::: Data supplied
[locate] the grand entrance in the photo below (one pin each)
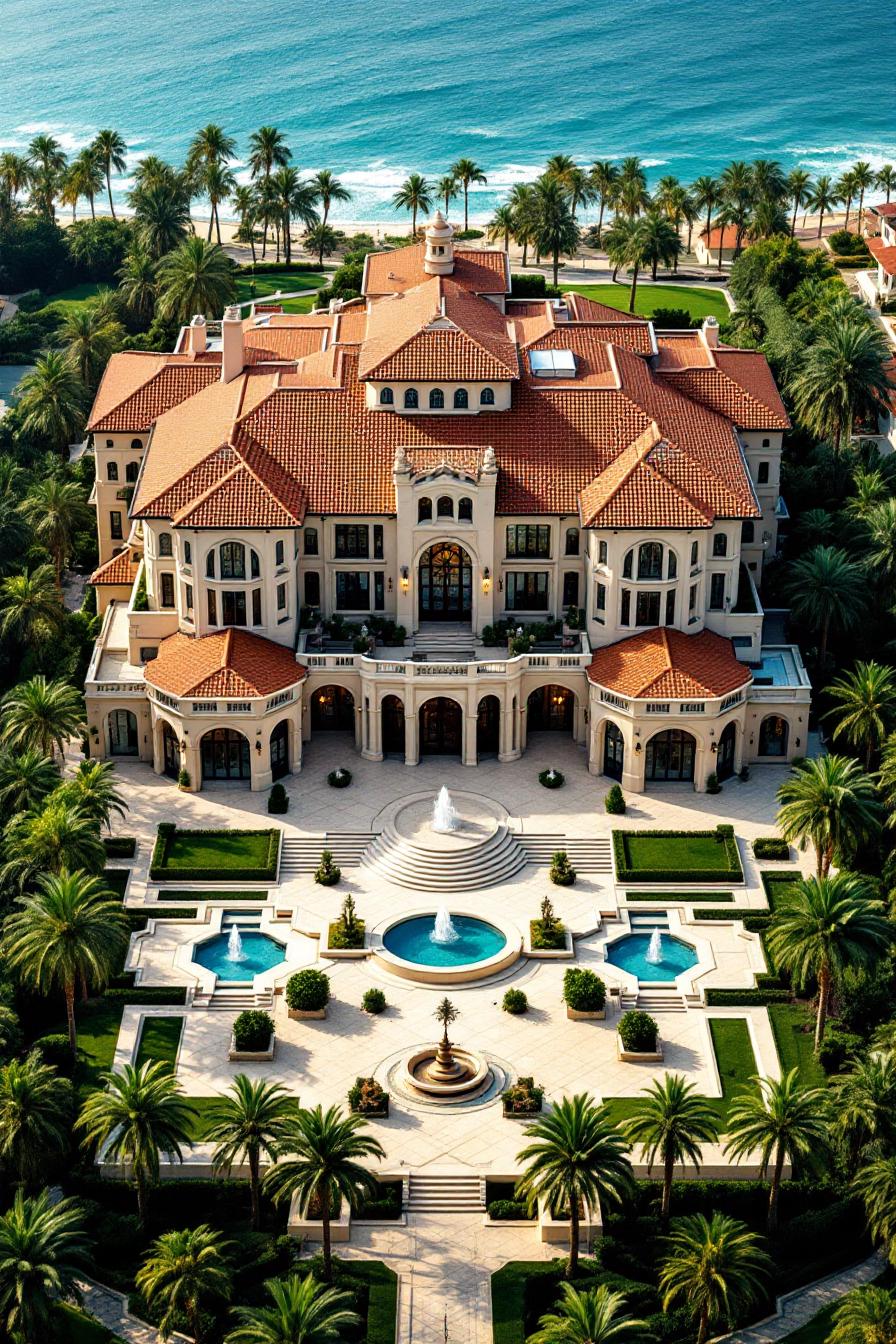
(441, 727)
(669, 756)
(446, 583)
(225, 754)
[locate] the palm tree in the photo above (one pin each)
(324, 1167)
(195, 278)
(828, 592)
(42, 1250)
(670, 1124)
(781, 1121)
(35, 1116)
(466, 172)
(824, 198)
(555, 229)
(140, 1113)
(42, 714)
(867, 707)
(415, 195)
(833, 804)
(304, 1312)
(247, 1124)
(53, 401)
(576, 1157)
(826, 926)
(715, 1266)
(593, 1316)
(182, 1273)
(69, 930)
(55, 510)
(30, 606)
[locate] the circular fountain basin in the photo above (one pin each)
(630, 953)
(261, 952)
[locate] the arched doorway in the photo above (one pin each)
(122, 733)
(726, 753)
(446, 583)
(773, 735)
(392, 723)
(669, 757)
(441, 727)
(613, 750)
(225, 754)
(488, 726)
(171, 751)
(550, 708)
(332, 710)
(280, 750)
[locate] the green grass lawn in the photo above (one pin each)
(700, 303)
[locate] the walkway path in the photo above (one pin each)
(798, 1308)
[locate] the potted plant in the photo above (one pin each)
(585, 995)
(308, 993)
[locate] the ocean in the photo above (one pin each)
(375, 89)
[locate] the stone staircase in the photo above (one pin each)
(445, 1194)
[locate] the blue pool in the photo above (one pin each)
(630, 953)
(259, 952)
(477, 941)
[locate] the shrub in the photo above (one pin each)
(308, 991)
(374, 1001)
(638, 1031)
(562, 872)
(583, 991)
(253, 1030)
(327, 874)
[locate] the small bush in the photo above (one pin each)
(374, 1001)
(583, 991)
(308, 991)
(253, 1030)
(515, 1001)
(638, 1031)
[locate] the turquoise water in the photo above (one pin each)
(630, 953)
(379, 90)
(411, 941)
(259, 953)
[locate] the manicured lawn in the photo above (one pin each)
(700, 303)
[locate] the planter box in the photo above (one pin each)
(638, 1057)
(249, 1055)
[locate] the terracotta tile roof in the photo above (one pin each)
(120, 570)
(476, 269)
(666, 664)
(231, 664)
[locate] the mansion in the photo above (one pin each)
(438, 519)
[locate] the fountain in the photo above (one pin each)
(445, 815)
(443, 932)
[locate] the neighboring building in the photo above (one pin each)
(439, 457)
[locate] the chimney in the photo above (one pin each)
::::::
__Your task__: Replace "pin" with "dot" throughout the records, copying every other line as it stands. Leave the pictures out.

__Task response__:
[locate] the grand entrance in the photo below (one dot each)
(441, 727)
(669, 756)
(446, 583)
(225, 754)
[locate] the palm tree in the photo above (one dot each)
(324, 1167)
(195, 278)
(828, 592)
(42, 1250)
(670, 1124)
(781, 1121)
(35, 1116)
(466, 172)
(824, 198)
(555, 229)
(140, 1113)
(42, 714)
(867, 707)
(415, 195)
(833, 804)
(304, 1312)
(247, 1124)
(53, 401)
(576, 1157)
(826, 926)
(715, 1266)
(593, 1316)
(182, 1273)
(69, 930)
(55, 510)
(30, 606)
[locate] the circular fountain basin in the photo above (one dot each)
(630, 953)
(261, 952)
[locate] the arched doorway in the photo above (one dot each)
(122, 733)
(726, 753)
(446, 583)
(773, 735)
(392, 723)
(669, 757)
(441, 727)
(613, 750)
(225, 754)
(488, 726)
(171, 751)
(550, 708)
(332, 710)
(280, 750)
[locate] the green grass lawn in the photo above (one dot each)
(700, 303)
[locate] the walkway path in the photo above (one dot each)
(798, 1308)
[locate] the potted plant in the photo above (one dot each)
(585, 995)
(308, 993)
[locate] the ocean in the photo above (one dot each)
(375, 89)
[locate] the stone staircase in the photo above (one dot each)
(445, 1194)
[locate] the blue pool in the photo above (one dot each)
(630, 953)
(259, 952)
(477, 941)
[locate] the shrub in the photo above (one dot each)
(308, 991)
(374, 1001)
(638, 1031)
(562, 872)
(583, 991)
(253, 1030)
(327, 874)
[locate] the small bush in the photo above (one dot each)
(374, 1001)
(583, 991)
(308, 991)
(253, 1030)
(515, 1001)
(638, 1031)
[locate] the turquoise water in the photo above (one dot each)
(630, 953)
(379, 90)
(411, 941)
(259, 953)
[locate] the manicured lawn in the photo above (one dot each)
(700, 303)
[locate] the planter box in the photo above (one dot each)
(638, 1057)
(249, 1055)
[locate] the terracotta tile roof in the photo above (one dot each)
(120, 570)
(476, 269)
(666, 664)
(231, 664)
[locate] the mansion in the photo above (one dot each)
(438, 519)
[locate] the fountain in the photo above (one dot each)
(445, 815)
(443, 932)
[locate] the neighboring building in the photo above (one dot each)
(439, 457)
[locate] the chimney in the photo above (one dot each)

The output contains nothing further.